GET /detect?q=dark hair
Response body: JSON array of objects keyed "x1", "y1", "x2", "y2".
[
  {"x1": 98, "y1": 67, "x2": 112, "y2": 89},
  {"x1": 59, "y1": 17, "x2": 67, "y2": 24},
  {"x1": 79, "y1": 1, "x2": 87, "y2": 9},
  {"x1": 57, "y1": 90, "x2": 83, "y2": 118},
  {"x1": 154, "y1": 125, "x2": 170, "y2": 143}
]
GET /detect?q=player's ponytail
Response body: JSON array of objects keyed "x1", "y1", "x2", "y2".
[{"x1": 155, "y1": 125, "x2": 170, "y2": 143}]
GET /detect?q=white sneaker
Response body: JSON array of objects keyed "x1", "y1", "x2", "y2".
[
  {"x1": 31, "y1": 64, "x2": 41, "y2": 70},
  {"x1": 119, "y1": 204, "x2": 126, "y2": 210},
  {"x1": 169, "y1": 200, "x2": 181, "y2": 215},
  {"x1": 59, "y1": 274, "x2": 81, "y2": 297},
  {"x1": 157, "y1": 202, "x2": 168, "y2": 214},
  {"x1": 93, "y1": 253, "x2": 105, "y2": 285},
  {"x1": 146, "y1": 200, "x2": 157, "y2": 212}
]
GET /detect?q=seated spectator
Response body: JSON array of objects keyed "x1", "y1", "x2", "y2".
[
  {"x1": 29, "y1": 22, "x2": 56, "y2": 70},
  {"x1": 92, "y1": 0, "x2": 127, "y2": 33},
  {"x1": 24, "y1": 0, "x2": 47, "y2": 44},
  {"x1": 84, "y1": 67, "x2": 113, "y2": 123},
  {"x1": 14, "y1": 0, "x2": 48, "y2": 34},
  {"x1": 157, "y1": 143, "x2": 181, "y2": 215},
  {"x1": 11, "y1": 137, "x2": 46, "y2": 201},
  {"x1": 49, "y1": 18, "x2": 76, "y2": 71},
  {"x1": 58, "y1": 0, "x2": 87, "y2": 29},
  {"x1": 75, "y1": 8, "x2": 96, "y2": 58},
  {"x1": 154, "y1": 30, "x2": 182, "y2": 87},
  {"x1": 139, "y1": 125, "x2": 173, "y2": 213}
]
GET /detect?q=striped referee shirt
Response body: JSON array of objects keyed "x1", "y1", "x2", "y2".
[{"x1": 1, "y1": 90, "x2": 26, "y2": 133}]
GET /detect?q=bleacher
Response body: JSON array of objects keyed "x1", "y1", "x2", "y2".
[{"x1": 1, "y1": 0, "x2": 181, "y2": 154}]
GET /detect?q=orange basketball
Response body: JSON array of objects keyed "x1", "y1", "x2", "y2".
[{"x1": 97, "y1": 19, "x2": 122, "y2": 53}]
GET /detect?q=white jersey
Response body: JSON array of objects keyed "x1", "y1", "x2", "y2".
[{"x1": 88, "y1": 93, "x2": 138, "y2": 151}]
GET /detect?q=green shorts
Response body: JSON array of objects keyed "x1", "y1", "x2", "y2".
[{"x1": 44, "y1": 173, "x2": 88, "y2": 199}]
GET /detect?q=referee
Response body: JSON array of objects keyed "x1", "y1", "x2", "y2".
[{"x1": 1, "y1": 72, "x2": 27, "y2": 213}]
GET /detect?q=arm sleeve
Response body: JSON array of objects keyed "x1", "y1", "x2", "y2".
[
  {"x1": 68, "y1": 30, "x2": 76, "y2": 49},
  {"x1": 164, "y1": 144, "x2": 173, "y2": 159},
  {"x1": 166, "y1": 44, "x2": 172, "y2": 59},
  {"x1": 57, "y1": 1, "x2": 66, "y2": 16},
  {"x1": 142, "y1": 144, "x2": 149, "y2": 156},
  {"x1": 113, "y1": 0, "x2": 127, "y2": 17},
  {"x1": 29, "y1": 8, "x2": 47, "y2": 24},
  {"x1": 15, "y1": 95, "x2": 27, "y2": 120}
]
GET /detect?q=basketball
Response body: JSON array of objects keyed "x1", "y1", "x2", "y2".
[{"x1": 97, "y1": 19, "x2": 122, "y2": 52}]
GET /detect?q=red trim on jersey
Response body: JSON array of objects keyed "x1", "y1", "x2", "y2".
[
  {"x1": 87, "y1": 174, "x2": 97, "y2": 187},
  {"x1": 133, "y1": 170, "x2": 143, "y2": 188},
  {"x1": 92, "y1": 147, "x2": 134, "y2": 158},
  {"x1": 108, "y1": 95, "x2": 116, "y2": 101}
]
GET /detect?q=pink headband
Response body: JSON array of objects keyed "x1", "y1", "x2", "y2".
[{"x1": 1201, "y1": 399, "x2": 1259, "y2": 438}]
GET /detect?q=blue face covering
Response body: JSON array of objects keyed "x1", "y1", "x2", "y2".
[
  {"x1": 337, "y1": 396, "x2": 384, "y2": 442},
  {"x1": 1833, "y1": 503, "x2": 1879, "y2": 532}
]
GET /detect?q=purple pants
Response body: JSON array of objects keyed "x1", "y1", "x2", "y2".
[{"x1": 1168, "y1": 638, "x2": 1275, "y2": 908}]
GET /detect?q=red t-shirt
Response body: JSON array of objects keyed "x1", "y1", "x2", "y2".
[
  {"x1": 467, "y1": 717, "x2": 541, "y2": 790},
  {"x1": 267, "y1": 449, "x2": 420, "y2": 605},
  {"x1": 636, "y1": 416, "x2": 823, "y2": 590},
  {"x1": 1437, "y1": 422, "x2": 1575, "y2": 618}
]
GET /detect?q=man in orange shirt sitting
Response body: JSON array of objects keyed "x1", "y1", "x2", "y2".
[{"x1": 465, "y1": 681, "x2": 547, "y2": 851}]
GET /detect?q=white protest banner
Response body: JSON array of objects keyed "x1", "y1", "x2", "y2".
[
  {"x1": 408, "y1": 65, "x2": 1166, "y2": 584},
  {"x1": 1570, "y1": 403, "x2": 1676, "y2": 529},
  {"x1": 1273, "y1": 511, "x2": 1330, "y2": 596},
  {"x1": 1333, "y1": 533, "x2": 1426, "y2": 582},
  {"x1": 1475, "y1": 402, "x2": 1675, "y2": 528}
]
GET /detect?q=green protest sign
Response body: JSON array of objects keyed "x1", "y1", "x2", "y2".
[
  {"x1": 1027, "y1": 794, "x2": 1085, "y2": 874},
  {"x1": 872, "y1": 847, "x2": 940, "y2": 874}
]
·····
• **What you are asked to do**
Above are the records; report each line in them that includes the word "shirt".

• **Your response**
GET /detect?q=striped referee shirt
GET /detect?q=red t-shirt
GET /detect?q=man in orange shirt sitting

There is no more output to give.